It's an old Florida roadhouse restaurant that's been around since Ponce de Leon's arrival in 1273. The first thing that assaults you when you walk through the door is a waiter who booms out, "The finest people in the world pass through these doors!!!" Every time a person walks in he yells again. The point is that a place like this is entertaining in itself. You don't need muzak or cool lighting or fancy, granite stuff, or a wine list. (Actually, that would have been nice.) It is what it is and has been for hundreds of years.
The food is fried (for the most part) and far too fattening, which makes it all the better. There are some interesting things on the menu such as this splatter on the platter called "swamp cabbage"--steamed hearts of palm. Sounds terrible. Tastes great.
Here's Paul's dinner: french fries, fried chicken, fried okra, and fried hushpuppies.
And wonder of wonders: a soft drink. Since many of these Florida roadhouses don't serve booze. Heaven forbid. Probably a good thing when you think about it because these spots are generally stuck back in the swamps and you need to be stone sober to find your way out. Makes it fun and kind of creepy at the same time.
Again, welcome to the wide, wonderful world of road-tripping. In short, get your ass out of the easy chair and away from your comfortable, everyday existence and go see this great land of ours. Time's a fleetin'.

■ Available data:
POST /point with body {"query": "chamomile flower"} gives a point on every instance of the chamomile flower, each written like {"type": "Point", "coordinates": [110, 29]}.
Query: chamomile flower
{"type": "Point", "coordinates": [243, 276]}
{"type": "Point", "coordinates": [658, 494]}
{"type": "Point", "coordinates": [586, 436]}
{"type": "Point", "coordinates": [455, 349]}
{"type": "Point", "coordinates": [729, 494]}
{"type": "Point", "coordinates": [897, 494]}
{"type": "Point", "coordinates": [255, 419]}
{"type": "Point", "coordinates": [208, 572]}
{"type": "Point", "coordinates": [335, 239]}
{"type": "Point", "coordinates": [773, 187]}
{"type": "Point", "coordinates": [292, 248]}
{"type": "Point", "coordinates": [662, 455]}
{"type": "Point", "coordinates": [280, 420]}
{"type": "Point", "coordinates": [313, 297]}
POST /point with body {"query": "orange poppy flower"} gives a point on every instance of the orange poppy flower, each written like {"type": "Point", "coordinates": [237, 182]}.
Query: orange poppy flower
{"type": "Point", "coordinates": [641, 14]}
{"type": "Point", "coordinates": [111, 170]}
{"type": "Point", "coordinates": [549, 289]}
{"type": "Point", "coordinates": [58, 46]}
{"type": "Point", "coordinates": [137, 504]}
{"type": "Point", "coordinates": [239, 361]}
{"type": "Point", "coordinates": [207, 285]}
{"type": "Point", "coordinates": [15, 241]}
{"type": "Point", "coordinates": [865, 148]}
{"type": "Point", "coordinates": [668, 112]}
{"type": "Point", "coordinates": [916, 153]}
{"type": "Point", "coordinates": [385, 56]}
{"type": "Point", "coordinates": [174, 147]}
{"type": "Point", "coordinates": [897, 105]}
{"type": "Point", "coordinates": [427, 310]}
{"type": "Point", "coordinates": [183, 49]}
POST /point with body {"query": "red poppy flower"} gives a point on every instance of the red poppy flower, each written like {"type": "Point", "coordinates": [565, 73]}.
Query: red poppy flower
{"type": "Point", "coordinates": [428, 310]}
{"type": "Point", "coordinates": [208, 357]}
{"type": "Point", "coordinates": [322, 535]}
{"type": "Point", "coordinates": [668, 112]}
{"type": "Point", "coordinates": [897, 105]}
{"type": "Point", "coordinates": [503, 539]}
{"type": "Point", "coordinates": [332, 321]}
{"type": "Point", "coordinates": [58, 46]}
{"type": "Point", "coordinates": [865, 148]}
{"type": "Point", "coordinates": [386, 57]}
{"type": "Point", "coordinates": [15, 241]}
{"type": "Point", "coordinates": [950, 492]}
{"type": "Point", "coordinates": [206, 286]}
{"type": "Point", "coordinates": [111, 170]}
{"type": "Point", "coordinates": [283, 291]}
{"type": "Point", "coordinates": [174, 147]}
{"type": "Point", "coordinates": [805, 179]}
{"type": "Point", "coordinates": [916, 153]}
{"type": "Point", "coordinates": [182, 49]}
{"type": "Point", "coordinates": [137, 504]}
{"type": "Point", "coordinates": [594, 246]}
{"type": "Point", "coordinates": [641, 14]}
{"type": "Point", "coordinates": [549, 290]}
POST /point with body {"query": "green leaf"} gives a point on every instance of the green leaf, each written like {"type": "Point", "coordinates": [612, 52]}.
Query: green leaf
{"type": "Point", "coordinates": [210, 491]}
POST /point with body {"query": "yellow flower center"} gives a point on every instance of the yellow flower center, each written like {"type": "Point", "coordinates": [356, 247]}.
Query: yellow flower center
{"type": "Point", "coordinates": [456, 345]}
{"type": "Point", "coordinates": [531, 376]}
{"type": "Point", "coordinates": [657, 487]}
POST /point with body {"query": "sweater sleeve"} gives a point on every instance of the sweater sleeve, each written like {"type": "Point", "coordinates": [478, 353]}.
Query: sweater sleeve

■ Required actions:
A. Pick out every line of the listing that contains the word "leaf".
B. Continue the Florida roadhouse piece from where it stops.

■ Replies:
A.
POST /point with body {"query": "green leaf"} gives a point on every instance of the green leaf, each written like {"type": "Point", "coordinates": [612, 52]}.
Query: green leaf

B.
About half-way through the meal, the damndest noise erupts. You turn around and here comes Zodie, the owner, marching through her restaurant banging a stick on the floor, one lined with cymbals and drums. It's the kind of thing you see in New Orleans at Mardi Gras. The sound is monotonous, horrific, and very voodoo like which is what it probably is. And back here in the moss-draped, gator-infested, snake-laden swamps it sounds like a perfect fit.
Ask Zodie what it is and she simply says, "It's a pogo stick". Yep, that's what it is. With things on it that make noise.
I was given so much to eat--more fried shrimp, fried okra and other fried swamp things that I got a to-go box and, of course, had to have another shot in front of Deal's, a place we'll not forget.
If you're a member of the Elks, Perry has a lodge with plenty of RV parking for $15 a night. Another "deal", so to speak. There are several acres of grass for Daisy where she can run amok**. She scared the hell out of a feral cat and ran after it into the swamp. Thought we'd lost her forever but after a few minutes she came prancing out like the princess she is. Daisy, not the cat. Probably should keep her on a short leash because of all the critters around.
Next stop: Tampa/St. Pete, our final destination before pulling a u-turn. Sue ya, Daisy
** The origin of the word "amok". It comes from a Malay/Indonesian term that roughly means "out of control".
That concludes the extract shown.